** START OF PAGE EXTRACT **
I'm having this same problem, although with cutadapt demux (our cluster also uses the BeeGFS scratch file system). Has this been fixed? Or a work-around?

thermokarst · March 19, 2021, 3:25pm

Hi @alison - regarding timing, please see my note above:

In the meantime, if your sysadmin has another non-beegfs filesystem you could work on, that would be the quickest/easiest workaround.

alison · March 19, 2021, 3:43pm

I don't think we have any other available file system, but I'll ask. Would it potentially be less of a problem if I broke up the original fastq files into smaller pieces and ran them separately through demultiplexing and trimming to reduce the use of tmp memory? (And then cat them all together before denoising)

thermokarst · March 19, 2021, 4:18pm

Hi @alison - the size of the data isn't the issue, it is how the QIIME 2 Framework is interacting with the TMPDIR location that is the problem. In general everything is well behaved, except on certain networked filesystems, like beegfs.

If you can set your TMPDIR to a new location, that is the quickest workaround I have for you. If that new location has less disk space, then you might need to think about strategies for breaking things up into smaller chunks, but that is a secondary concern, and depends on the specifics of the replacement filesystem you're working with.
** END OF PAGE EXTRACT **
** START OF SUPPLIED INFORMATION **
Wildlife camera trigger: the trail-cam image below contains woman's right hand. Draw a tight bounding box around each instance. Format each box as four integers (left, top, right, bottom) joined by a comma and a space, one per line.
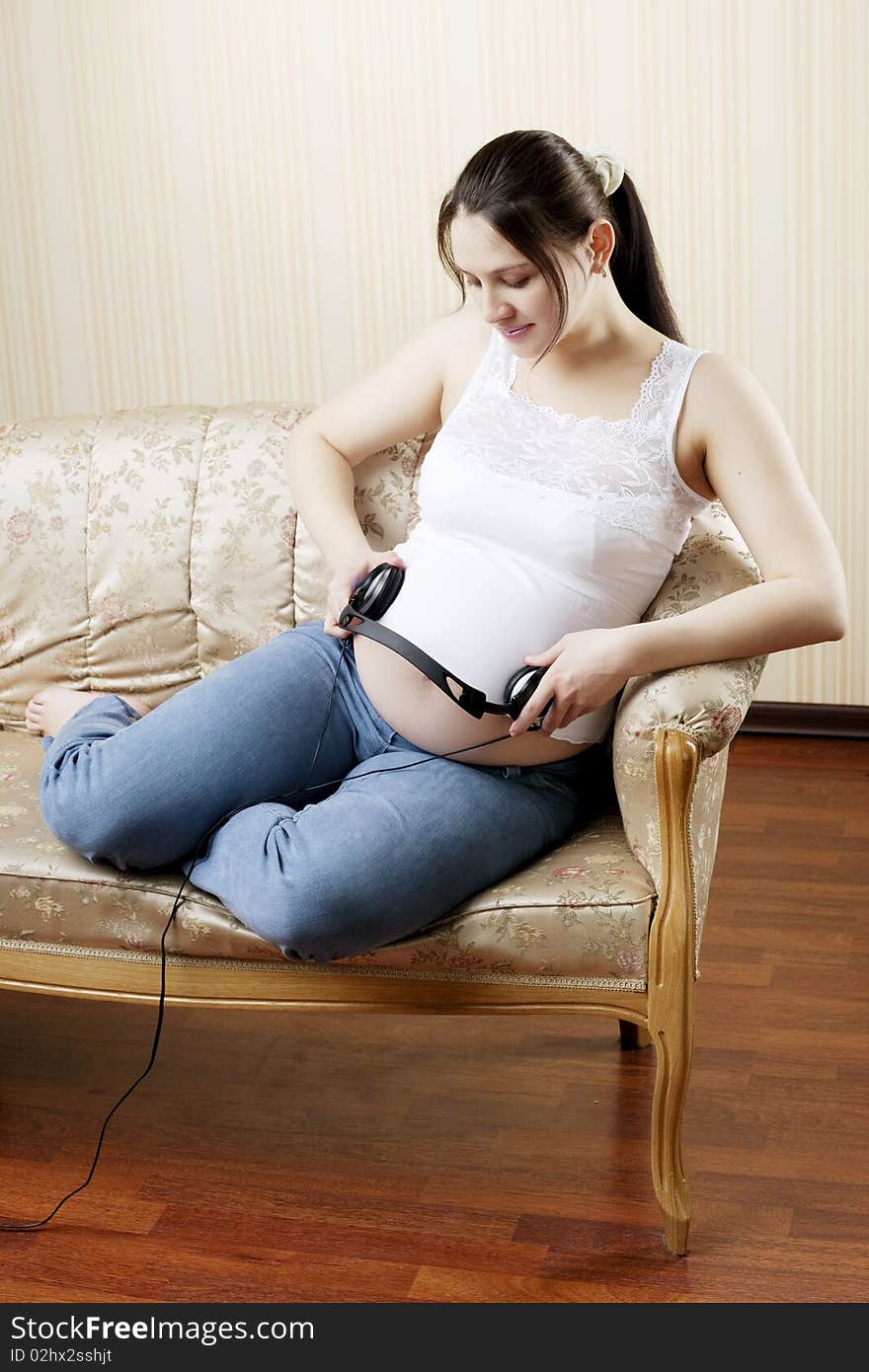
323, 549, 405, 638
** END OF SUPPLIED INFORMATION **
◆ AIM ◆
Pick up the forum thread on the BeeGFS temporary directory problem from the point where it stops. The data were taken from a separate source.

◆ RESPONSE ◆
alison · March 19, 2021, 4:42pm

Thanks! It seemed like most of the questions about this mentioned re-directing tmp, and I hadn't hit the problem with a tiny data set that could run in the "default" tmp. So that's where my logic was, that maybe if I could keep it small enough to use default tmp instead of re-directing it might work (and save me waiting for my sysadmin to answer an email).

alison · March 23, 2021, 7:50am

At least on my cluster (Saga), creating a dedicated job tmp space seems to solve this problem.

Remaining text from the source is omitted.